◆ **Instruções**:
A – Segundo o texto sobre o Tibete, que percentagem da população tibetana trabalhava na agricultura há cinco décadas?
B – Reescreva de forma mais concisa o parágrafo do texto sobre o Tibete que começa por "Em síntese", mantendo os factos principais.
C – Prossiga o texto sobre o Tibete a partir do ponto em que termina.

___ Documento ___

Há apenas cinco décadas, 98% da população tibetana trabalhava na agricultura atrasada, enquanto agora cerca de metade da economia já assenta no sector de serviços, que era quase nulo. Neste momento existe Internet e as televisões (inclusive as emissões diárias em língua tibetana) cobrem mais de 90% da população.

Em síntese, a presença das autoridades centrais, de quadros, de tecnologia e de capitais de outras regiões da China obviamente alteraram o milenar ambiente tibetano, simpático mas arcaico, bucólico mas paupérrimo, atrasado séculos. Muito mais que a presença de outros chineses, o que muda a mentalidade e os hábitos dos tibetanos é, pela primeira vez na sua história isolada, verem televisão que lhes mostra o mundo, outros hábitos e outras ideias, lerem jornais e os jovens utilizarem a Internet.

___ Itens apresentados ___

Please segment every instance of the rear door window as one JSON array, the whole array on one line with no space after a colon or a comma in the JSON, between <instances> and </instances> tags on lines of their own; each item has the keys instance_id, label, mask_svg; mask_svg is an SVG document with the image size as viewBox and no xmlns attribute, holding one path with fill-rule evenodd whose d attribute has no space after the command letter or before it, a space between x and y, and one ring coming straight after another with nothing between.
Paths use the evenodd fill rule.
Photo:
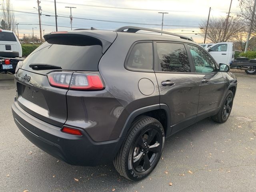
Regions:
<instances>
[{"instance_id":1,"label":"rear door window","mask_svg":"<svg viewBox=\"0 0 256 192\"><path fill-rule=\"evenodd\" d=\"M132 48L126 62L128 69L153 70L153 44L141 42Z\"/></svg>"},{"instance_id":2,"label":"rear door window","mask_svg":"<svg viewBox=\"0 0 256 192\"><path fill-rule=\"evenodd\" d=\"M17 40L13 33L2 31L0 32L0 41L17 41Z\"/></svg>"},{"instance_id":3,"label":"rear door window","mask_svg":"<svg viewBox=\"0 0 256 192\"><path fill-rule=\"evenodd\" d=\"M62 70L98 71L102 56L101 42L85 35L53 37L32 52L22 68L31 70L31 64L60 66Z\"/></svg>"},{"instance_id":4,"label":"rear door window","mask_svg":"<svg viewBox=\"0 0 256 192\"><path fill-rule=\"evenodd\" d=\"M195 64L196 72L208 73L216 71L214 62L202 49L191 45L188 46Z\"/></svg>"},{"instance_id":5,"label":"rear door window","mask_svg":"<svg viewBox=\"0 0 256 192\"><path fill-rule=\"evenodd\" d=\"M211 48L211 51L226 52L228 49L228 44L224 43L218 44L212 46Z\"/></svg>"},{"instance_id":6,"label":"rear door window","mask_svg":"<svg viewBox=\"0 0 256 192\"><path fill-rule=\"evenodd\" d=\"M188 56L183 44L157 42L156 45L160 71L190 72Z\"/></svg>"}]
</instances>

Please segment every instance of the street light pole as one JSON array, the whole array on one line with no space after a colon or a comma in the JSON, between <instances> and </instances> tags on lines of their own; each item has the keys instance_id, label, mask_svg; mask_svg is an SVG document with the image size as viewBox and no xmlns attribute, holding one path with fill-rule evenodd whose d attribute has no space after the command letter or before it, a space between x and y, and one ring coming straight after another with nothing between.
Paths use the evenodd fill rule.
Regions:
<instances>
[{"instance_id":1,"label":"street light pole","mask_svg":"<svg viewBox=\"0 0 256 192\"><path fill-rule=\"evenodd\" d=\"M204 35L204 43L205 43L205 40L206 39L206 34L207 34L207 30L208 29L208 24L209 24L209 19L210 19L210 13L211 12L211 8L210 7L209 10L209 14L208 14L208 19L207 20L207 24L206 24L206 29L205 30L205 35Z\"/></svg>"},{"instance_id":2,"label":"street light pole","mask_svg":"<svg viewBox=\"0 0 256 192\"><path fill-rule=\"evenodd\" d=\"M33 43L35 42L35 38L34 37L34 28L36 28L36 27L32 27L32 31L33 32Z\"/></svg>"},{"instance_id":3,"label":"street light pole","mask_svg":"<svg viewBox=\"0 0 256 192\"><path fill-rule=\"evenodd\" d=\"M158 13L162 13L163 14L162 17L162 29L161 30L163 30L163 26L164 26L164 14L168 14L169 13L167 12L158 12ZM162 33L161 33L161 35L162 35Z\"/></svg>"},{"instance_id":4,"label":"street light pole","mask_svg":"<svg viewBox=\"0 0 256 192\"><path fill-rule=\"evenodd\" d=\"M18 31L18 39L19 40L19 41L20 41L20 39L19 39L19 29L18 28L18 23L16 24L16 25L17 25L17 30Z\"/></svg>"},{"instance_id":5,"label":"street light pole","mask_svg":"<svg viewBox=\"0 0 256 192\"><path fill-rule=\"evenodd\" d=\"M76 8L75 7L65 7L66 8L70 8L70 15L69 16L70 18L70 25L71 26L71 30L72 30L72 20L73 20L73 17L72 16L72 11L71 10L72 8Z\"/></svg>"},{"instance_id":6,"label":"street light pole","mask_svg":"<svg viewBox=\"0 0 256 192\"><path fill-rule=\"evenodd\" d=\"M253 10L252 11L252 20L251 21L251 24L250 24L250 28L249 29L249 32L248 32L248 36L247 37L247 41L246 41L246 44L245 45L245 48L244 49L244 53L246 53L248 48L248 45L249 44L249 40L250 40L250 37L251 36L251 33L252 32L252 24L253 23L253 21L254 19L254 16L255 15L255 8L256 7L256 0L254 0L254 4L253 6Z\"/></svg>"},{"instance_id":7,"label":"street light pole","mask_svg":"<svg viewBox=\"0 0 256 192\"><path fill-rule=\"evenodd\" d=\"M57 24L57 10L56 10L56 0L54 0L54 8L55 9L55 25L56 25L56 31L58 31L58 24Z\"/></svg>"}]
</instances>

___

◆ **Respostas**:
A – 98%.

B – A presença de autoridades centrais, quadros, tecnologia e capitais de outras regiões da China transformou o milenar ambiente tibetano, antes arcaico, paupérrimo e atrasado séculos. Mais do que a presença de outros chineses, o que muda a mentalidade e os hábitos dos tibetanos é, pela primeira vez na sua história isolada, verem televisão que lhes mostra o mundo, lerem jornais e os jovens usarem a Internet.

C –
A maioria dos tibetanos antipatiza com a pouco simpática presença de chineses de outras regiões e defende uma sólida autonomia (muito poucos defendem a independência). Mas também a maioria reconhece que, sem a presença chinesa dos últimos 50 anos, não teria sido possível saírem do medievalismo, do isolamento e do atraso.

A cultura e a identidade de um povo são realidades lentamente evolutivas, não estáticas. Não é o paternalismo do governo de Pequim ou do Dalai Lama que tem o direito de decidir aquilo que é essa identidade. Esta decorre daquilo que o povo realmente pensa, sente e escolhe.

Talvez o maior drama dos tibetanos seja o facto de haver tanta gente no mundo que se arroga ditar aquilo que “deve ser“ a sua identidade e as suas escolhas de futuro.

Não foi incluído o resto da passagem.